Extract and reproduce, unchanged, the lines between the one holding "Whereabouts in this scan is the dark" and the one holding "[34,20,54,36]", inclusive.

-------- Dataset extract

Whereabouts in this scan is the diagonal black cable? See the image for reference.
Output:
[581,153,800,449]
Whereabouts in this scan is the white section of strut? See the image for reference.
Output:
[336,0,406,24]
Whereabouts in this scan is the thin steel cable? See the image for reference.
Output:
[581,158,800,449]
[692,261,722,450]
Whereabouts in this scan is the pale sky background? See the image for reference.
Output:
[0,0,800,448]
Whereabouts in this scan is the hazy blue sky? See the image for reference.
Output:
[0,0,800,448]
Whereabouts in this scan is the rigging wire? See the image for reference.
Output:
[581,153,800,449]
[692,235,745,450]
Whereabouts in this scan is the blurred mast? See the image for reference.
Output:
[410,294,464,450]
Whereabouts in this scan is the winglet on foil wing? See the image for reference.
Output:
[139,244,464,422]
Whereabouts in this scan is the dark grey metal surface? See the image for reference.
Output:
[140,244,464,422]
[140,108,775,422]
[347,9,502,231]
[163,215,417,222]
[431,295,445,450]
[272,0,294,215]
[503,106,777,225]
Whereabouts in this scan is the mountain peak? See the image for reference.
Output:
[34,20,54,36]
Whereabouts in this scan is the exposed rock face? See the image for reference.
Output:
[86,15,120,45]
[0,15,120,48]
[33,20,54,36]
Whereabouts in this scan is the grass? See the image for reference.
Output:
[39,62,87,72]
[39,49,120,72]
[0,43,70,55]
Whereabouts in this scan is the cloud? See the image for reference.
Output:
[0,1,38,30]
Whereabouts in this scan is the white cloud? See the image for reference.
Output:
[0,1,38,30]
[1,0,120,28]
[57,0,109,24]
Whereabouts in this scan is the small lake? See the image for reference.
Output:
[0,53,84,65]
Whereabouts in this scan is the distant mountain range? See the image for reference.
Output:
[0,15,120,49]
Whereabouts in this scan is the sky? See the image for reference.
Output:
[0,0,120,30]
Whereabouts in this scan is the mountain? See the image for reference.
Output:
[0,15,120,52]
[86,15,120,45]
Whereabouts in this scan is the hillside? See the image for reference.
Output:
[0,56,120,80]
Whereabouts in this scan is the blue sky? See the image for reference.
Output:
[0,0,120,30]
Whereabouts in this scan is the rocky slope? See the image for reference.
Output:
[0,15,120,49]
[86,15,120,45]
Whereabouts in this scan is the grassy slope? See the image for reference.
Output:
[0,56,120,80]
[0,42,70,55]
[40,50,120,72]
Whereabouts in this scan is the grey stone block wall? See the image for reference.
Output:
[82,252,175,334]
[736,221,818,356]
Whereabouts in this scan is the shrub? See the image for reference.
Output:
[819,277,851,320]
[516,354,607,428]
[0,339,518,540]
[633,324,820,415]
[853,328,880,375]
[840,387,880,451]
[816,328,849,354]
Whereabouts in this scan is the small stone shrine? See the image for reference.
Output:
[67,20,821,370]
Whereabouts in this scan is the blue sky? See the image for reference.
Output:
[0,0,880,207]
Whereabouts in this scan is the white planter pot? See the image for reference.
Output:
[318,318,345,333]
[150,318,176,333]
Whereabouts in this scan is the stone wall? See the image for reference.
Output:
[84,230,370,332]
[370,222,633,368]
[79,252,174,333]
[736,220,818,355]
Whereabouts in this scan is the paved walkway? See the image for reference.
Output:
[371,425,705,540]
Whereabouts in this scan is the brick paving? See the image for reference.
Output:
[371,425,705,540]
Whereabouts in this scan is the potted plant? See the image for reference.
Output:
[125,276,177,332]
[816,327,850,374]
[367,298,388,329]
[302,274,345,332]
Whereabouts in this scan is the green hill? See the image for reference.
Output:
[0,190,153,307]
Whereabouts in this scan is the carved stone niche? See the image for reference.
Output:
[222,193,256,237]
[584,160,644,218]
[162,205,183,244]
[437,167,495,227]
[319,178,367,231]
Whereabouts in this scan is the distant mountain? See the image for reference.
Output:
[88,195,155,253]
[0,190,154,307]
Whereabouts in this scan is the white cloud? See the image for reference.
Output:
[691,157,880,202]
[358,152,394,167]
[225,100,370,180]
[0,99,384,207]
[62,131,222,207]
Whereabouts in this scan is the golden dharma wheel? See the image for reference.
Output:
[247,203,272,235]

----------------

» Solution for this task
Whereabouts in this scan is the dark grey metal surface? See the image for reference.
Output:
[140,244,464,422]
[140,108,775,422]
[347,9,502,231]
[163,215,417,222]
[431,295,445,450]
[272,0,294,215]
[503,106,777,225]
Whereabouts in this scan is the mountain peak? See the image for reference.
Output:
[34,20,54,36]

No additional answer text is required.